Records to process

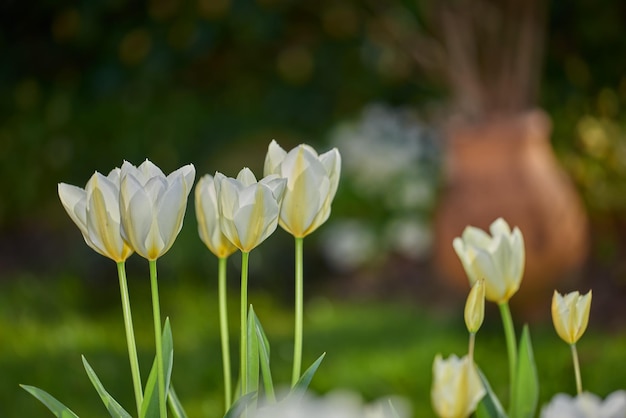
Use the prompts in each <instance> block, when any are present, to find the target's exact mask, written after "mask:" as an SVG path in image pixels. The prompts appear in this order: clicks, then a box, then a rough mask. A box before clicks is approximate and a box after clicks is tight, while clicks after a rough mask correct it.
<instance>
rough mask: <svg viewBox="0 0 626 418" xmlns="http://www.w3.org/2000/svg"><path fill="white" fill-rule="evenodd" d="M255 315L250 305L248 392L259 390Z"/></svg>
mask: <svg viewBox="0 0 626 418" xmlns="http://www.w3.org/2000/svg"><path fill="white" fill-rule="evenodd" d="M255 317H256V315H255V313H254V308H252V305H250V310H249V311H248V324H247V326H246V328H247V329H246V333H247V335H248V374H247V375H246V377H245V379H246V383H247V385H246V386H247V389H248V392H257V391H258V390H259V340H258V338H257V333H256V324H255V321H254V318H255ZM244 395H245V394H244Z"/></svg>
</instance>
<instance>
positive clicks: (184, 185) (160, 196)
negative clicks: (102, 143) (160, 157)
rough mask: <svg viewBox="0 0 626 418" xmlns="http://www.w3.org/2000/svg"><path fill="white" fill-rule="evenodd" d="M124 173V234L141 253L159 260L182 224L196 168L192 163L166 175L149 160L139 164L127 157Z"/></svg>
mask: <svg viewBox="0 0 626 418" xmlns="http://www.w3.org/2000/svg"><path fill="white" fill-rule="evenodd" d="M120 177H121V194H120V206H121V212H122V232H123V235H124V237H125V238H126V239H127V240H128V242H129V243H130V245H131V246H132V247H133V249H134V250H135V251H136V252H137V254H139V255H141V256H142V257H144V258H146V259H148V260H155V259H157V258H158V257H160V256H162V255H163V254H165V253H166V252H167V251H168V250H169V249H170V248H171V247H172V245H173V243H174V241H175V239H176V237H177V236H178V233H179V232H180V230H181V228H182V224H183V218H184V215H185V211H186V208H187V196H188V195H189V192H190V191H191V188H192V183H193V179H194V177H195V168H194V167H193V165H192V164H188V165H186V166H183V167H181V168H179V169H178V170H176V171H174V172H172V173H171V174H170V175H169V176H167V177H166V176H165V174H163V172H162V171H161V169H160V168H159V167H157V166H156V165H154V164H153V163H152V162H150V161H149V160H145V161H144V162H143V163H142V164H141V165H140V166H139V167H135V166H133V165H132V164H131V163H129V162H127V161H124V164H123V165H122V168H121V172H120Z"/></svg>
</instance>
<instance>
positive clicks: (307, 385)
mask: <svg viewBox="0 0 626 418" xmlns="http://www.w3.org/2000/svg"><path fill="white" fill-rule="evenodd" d="M325 356H326V353H322V355H321V356H319V357H318V358H317V360H315V362H314V363H313V364H312V365H311V367H309V368H308V369H306V371H305V372H304V374H303V375H302V376H300V379H298V381H297V382H296V385H295V386H294V387H293V389H292V390H291V393H290V396H292V395H294V394H299V395H301V394H302V393H304V392H305V391H306V390H307V389H308V388H309V384H310V383H311V380H313V376H315V372H316V371H317V368H318V367H319V366H320V364H321V363H322V360H324V357H325Z"/></svg>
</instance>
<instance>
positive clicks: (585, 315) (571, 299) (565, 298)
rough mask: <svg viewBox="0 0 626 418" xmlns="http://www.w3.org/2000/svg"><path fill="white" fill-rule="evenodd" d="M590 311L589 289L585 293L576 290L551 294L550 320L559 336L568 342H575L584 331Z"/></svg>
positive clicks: (585, 327) (586, 324)
mask: <svg viewBox="0 0 626 418" xmlns="http://www.w3.org/2000/svg"><path fill="white" fill-rule="evenodd" d="M590 311H591V290H590V291H589V292H587V294H585V295H581V294H580V293H579V292H578V291H576V292H570V293H568V294H566V295H561V294H560V293H559V292H557V291H556V290H555V291H554V294H553V295H552V322H553V324H554V329H555V330H556V332H557V334H559V337H561V339H563V341H565V342H566V343H568V344H575V343H576V342H577V341H578V340H579V339H580V337H582V335H583V334H584V333H585V330H586V329H587V324H589V312H590Z"/></svg>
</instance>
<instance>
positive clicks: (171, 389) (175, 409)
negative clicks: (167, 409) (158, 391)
mask: <svg viewBox="0 0 626 418" xmlns="http://www.w3.org/2000/svg"><path fill="white" fill-rule="evenodd" d="M167 401H168V403H169V405H170V410H171V411H172V415H174V418H187V414H186V413H185V410H184V409H183V405H182V404H181V403H180V400H179V399H178V396H176V391H175V390H174V386H171V385H170V390H169V392H168V393H167Z"/></svg>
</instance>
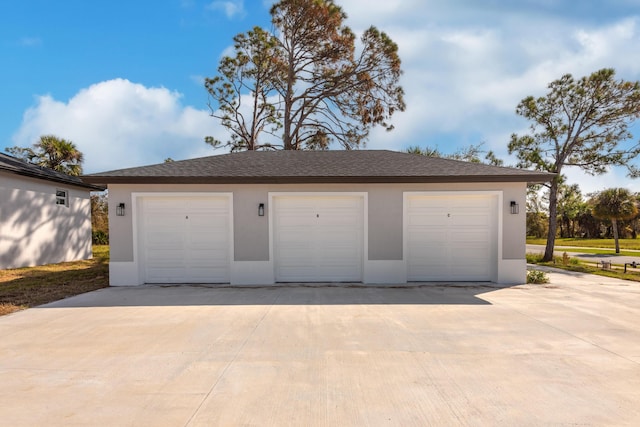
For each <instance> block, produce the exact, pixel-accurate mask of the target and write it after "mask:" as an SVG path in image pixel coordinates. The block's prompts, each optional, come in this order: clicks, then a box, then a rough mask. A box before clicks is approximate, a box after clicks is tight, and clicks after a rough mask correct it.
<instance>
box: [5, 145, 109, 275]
mask: <svg viewBox="0 0 640 427" xmlns="http://www.w3.org/2000/svg"><path fill="white" fill-rule="evenodd" d="M99 189H100V188H99V187H96V186H94V185H89V184H86V183H83V182H82V180H80V178H78V177H73V176H69V175H65V174H62V173H58V172H56V171H54V170H51V169H47V168H43V167H39V166H36V165H32V164H30V163H26V162H23V161H21V160H19V159H16V158H15V157H12V156H8V155H6V154H2V153H0V269H6V268H18V267H27V266H35V265H43V264H51V263H58V262H63V261H75V260H81V259H88V258H91V256H92V253H91V201H90V194H89V193H90V191H97V190H99Z"/></svg>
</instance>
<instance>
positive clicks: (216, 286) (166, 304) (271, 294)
mask: <svg viewBox="0 0 640 427" xmlns="http://www.w3.org/2000/svg"><path fill="white" fill-rule="evenodd" d="M509 287H510V286H507V285H497V284H494V283H421V284H408V285H383V286H379V285H378V286H366V285H362V284H348V283H341V284H284V285H274V286H228V285H227V286H225V285H222V286H216V285H194V284H185V285H142V286H132V287H112V288H106V289H101V290H98V291H95V292H89V293H86V294H82V295H78V296H75V297H71V298H68V299H64V300H61V301H57V302H54V303H51V304H46V305H43V306H40V308H62V307H137V306H141V307H142V306H149V307H158V306H216V305H217V306H238V305H246V306H255V305H389V304H400V305H433V304H438V305H490V303H489V302H488V301H486V300H484V299H482V297H481V295H482V294H484V293H487V292H491V291H495V290H500V289H505V288H509Z"/></svg>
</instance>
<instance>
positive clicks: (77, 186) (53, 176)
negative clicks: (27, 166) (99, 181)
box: [0, 167, 106, 191]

What you need to do
From the entries above, give again exactly the lines running from the line with "positive clicks: (184, 185) (160, 196)" to the line with "negative clicks: (102, 143) (160, 157)"; include both of those lines.

Solution for this task
positive clicks: (184, 185) (160, 196)
negative clicks: (102, 143) (160, 157)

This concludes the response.